━━━ Data for this exercise
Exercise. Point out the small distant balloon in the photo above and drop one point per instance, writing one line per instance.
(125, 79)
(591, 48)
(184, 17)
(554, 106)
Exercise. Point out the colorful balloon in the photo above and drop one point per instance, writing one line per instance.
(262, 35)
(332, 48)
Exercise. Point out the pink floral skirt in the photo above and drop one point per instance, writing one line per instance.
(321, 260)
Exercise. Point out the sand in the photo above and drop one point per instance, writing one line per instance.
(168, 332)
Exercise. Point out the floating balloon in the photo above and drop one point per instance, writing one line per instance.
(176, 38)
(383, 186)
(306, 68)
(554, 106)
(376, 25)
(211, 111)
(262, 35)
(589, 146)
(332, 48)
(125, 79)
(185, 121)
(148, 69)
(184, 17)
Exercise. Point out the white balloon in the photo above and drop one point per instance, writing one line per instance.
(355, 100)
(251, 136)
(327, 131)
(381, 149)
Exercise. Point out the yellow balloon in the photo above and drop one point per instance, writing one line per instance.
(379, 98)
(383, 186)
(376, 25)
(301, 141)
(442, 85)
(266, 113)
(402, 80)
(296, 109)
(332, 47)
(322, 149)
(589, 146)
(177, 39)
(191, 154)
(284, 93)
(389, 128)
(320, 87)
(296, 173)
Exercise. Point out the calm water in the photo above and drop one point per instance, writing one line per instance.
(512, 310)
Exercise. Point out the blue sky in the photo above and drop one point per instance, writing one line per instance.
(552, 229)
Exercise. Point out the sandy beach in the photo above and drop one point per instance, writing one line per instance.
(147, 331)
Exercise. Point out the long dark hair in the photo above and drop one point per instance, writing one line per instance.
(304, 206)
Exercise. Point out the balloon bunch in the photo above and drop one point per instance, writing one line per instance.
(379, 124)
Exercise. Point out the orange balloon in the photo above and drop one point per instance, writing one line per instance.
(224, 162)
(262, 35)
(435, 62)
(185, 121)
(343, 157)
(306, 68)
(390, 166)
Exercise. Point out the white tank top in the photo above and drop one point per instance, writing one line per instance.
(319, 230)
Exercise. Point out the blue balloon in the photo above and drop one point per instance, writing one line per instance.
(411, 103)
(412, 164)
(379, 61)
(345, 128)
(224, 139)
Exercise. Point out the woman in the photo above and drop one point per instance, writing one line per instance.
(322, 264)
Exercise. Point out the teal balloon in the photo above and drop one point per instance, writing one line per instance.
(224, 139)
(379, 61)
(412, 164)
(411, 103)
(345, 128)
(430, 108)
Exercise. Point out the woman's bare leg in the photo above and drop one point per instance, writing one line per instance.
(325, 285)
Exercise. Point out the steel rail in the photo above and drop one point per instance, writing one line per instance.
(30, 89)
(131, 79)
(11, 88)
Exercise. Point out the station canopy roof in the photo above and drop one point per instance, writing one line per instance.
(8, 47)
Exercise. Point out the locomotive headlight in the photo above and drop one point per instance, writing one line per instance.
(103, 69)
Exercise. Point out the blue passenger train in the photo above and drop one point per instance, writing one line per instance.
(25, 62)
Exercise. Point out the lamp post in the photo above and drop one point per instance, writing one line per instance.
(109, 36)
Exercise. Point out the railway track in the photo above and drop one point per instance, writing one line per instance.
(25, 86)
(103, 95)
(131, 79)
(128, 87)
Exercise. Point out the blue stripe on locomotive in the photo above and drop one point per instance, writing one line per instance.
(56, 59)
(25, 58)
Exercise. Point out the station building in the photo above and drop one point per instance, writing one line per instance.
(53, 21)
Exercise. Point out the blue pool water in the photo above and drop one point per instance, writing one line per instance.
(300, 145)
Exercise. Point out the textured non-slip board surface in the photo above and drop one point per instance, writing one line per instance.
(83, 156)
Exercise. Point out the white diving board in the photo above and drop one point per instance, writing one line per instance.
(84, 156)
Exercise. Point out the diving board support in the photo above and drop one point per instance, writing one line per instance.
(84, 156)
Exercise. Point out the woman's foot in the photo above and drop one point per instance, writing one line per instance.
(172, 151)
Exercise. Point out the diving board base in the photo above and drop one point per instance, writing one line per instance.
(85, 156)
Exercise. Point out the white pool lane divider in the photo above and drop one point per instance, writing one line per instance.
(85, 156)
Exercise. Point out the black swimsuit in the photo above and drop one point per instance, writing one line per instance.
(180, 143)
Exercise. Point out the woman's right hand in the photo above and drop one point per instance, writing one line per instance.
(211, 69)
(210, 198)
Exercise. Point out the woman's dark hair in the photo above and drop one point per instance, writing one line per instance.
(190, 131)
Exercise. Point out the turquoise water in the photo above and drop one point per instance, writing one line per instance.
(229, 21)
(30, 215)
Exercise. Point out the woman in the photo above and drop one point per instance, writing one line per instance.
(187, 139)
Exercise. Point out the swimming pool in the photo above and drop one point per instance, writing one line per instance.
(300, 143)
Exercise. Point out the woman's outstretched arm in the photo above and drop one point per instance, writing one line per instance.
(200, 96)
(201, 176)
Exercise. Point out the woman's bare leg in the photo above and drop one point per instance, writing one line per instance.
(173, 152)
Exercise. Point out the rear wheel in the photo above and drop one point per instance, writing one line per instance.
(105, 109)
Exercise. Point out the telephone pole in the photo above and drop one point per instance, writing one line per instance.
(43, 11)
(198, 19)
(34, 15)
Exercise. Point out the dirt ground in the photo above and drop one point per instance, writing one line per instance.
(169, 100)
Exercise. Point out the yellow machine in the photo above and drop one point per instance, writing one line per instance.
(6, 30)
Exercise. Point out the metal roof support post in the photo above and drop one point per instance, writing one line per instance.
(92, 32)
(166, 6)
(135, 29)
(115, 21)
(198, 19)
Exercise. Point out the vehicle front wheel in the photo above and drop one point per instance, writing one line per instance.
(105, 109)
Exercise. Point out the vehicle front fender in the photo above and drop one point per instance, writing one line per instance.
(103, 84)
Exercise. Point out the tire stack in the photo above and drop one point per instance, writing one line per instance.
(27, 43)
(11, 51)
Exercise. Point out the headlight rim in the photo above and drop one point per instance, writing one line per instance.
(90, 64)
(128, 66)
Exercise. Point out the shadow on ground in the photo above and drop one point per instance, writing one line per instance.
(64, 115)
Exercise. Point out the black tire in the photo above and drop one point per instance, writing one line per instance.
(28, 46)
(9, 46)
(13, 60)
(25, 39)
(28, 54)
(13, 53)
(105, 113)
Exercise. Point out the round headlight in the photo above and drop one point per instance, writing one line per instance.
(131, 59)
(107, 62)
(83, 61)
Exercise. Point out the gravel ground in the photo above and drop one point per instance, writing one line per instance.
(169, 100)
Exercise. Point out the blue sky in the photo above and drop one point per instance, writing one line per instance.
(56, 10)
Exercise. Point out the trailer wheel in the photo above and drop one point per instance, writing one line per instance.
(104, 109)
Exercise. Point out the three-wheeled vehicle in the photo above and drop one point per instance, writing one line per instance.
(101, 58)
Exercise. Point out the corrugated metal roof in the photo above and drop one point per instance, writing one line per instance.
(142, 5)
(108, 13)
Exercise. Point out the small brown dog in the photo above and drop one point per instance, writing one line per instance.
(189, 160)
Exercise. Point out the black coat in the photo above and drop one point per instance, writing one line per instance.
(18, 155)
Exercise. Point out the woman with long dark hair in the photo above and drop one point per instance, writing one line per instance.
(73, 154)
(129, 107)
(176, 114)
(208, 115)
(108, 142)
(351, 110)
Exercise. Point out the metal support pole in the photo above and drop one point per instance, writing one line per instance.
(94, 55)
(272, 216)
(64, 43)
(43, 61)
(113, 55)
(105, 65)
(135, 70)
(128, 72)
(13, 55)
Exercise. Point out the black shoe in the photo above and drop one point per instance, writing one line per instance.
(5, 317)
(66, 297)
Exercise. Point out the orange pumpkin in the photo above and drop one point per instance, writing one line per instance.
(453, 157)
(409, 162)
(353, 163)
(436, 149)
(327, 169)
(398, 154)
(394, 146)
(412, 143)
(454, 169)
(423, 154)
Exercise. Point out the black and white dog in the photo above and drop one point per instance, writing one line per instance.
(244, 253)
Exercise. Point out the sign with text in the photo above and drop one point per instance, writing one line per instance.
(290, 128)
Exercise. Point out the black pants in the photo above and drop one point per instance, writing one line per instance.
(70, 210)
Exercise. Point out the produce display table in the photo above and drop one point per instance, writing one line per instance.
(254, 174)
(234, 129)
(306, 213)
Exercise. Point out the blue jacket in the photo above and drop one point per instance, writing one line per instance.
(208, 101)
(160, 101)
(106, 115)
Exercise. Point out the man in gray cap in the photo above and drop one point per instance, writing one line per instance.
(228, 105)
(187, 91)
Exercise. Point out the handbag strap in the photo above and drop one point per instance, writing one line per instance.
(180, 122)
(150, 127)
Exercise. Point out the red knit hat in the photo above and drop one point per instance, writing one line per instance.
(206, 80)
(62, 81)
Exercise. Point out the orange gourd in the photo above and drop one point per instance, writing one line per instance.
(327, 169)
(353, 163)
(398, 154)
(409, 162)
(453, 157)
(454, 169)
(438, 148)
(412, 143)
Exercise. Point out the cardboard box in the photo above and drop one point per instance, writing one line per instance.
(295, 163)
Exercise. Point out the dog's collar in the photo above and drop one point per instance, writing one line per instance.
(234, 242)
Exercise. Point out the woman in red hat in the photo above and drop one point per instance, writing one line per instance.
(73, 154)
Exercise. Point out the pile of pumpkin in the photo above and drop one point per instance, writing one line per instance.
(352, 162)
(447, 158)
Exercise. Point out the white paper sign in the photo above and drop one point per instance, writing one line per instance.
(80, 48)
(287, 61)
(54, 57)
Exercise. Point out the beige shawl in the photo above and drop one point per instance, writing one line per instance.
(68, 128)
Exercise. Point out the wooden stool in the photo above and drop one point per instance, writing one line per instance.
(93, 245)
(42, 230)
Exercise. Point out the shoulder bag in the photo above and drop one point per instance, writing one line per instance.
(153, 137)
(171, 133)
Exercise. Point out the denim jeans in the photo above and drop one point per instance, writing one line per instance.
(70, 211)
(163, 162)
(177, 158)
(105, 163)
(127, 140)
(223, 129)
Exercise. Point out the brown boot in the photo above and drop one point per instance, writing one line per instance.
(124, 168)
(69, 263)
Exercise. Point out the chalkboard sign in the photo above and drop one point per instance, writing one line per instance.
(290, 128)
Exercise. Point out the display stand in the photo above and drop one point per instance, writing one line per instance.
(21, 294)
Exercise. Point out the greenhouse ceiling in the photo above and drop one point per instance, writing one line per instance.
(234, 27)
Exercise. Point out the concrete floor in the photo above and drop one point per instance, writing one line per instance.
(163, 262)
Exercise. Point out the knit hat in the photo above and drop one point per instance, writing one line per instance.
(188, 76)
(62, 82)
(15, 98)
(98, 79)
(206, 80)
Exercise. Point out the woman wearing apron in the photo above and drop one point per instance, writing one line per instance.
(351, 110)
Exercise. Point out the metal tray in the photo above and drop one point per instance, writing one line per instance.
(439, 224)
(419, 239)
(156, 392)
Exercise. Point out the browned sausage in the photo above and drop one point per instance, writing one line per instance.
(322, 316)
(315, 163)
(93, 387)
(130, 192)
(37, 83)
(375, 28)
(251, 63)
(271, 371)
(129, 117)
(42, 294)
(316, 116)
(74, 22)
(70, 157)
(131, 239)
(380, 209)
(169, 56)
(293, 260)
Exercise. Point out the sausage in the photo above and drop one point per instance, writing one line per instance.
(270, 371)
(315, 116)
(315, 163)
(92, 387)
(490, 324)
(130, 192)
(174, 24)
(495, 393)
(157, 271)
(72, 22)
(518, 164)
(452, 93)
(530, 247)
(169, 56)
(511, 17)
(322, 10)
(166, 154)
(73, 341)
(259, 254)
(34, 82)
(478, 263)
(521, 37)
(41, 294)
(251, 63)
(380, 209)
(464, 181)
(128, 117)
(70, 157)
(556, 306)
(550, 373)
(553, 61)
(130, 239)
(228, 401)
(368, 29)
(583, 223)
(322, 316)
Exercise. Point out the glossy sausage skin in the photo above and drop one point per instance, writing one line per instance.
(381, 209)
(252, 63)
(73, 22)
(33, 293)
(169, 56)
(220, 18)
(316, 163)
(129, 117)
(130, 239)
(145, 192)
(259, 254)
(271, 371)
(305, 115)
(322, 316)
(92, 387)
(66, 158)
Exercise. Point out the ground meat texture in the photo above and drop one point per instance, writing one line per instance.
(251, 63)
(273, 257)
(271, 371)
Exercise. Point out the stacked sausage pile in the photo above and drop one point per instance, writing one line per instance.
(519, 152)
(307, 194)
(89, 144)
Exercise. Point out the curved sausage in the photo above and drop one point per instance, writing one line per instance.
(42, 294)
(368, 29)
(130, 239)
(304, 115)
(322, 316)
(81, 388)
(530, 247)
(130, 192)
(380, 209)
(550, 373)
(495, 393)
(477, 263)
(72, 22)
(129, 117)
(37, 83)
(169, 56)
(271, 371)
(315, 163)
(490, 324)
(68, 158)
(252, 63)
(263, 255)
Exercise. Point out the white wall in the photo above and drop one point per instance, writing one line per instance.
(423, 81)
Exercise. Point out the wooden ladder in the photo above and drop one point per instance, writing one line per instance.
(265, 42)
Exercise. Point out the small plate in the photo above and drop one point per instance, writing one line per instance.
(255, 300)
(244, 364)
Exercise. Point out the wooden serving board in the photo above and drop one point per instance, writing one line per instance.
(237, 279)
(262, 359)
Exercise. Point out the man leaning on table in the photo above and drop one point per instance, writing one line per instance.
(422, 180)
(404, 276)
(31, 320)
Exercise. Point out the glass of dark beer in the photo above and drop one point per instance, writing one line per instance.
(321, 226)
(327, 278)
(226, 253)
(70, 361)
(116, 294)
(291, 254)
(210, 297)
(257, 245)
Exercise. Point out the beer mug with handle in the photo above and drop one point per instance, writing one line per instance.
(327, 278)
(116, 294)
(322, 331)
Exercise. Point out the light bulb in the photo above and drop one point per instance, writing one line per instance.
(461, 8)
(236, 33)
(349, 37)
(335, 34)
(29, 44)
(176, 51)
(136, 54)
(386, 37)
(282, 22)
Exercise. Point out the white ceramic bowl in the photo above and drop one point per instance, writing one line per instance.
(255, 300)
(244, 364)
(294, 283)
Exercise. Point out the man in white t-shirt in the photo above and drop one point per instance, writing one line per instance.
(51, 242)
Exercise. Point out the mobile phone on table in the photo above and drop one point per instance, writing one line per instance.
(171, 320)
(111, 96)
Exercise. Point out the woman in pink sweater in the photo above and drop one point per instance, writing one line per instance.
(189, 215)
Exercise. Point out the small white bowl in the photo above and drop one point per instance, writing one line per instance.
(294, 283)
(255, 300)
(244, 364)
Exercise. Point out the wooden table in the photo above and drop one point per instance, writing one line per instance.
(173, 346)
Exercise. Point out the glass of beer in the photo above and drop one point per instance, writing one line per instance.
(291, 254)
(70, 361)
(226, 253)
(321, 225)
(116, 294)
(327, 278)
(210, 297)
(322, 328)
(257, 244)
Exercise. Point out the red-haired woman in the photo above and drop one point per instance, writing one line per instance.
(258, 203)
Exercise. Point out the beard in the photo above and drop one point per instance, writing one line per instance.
━━━━━━
* [Work required]: Return word for word the line with "Exercise. Point out the red-haired" and every line after it through the end of the records above.

* [Written answer]:
Exercise. Point out the red-haired woman in the photo above and drop one point per instance, writing one line per instance.
(258, 203)
Exercise. Point out the beard in the photo above and drop one point per instance, writing one line per instance.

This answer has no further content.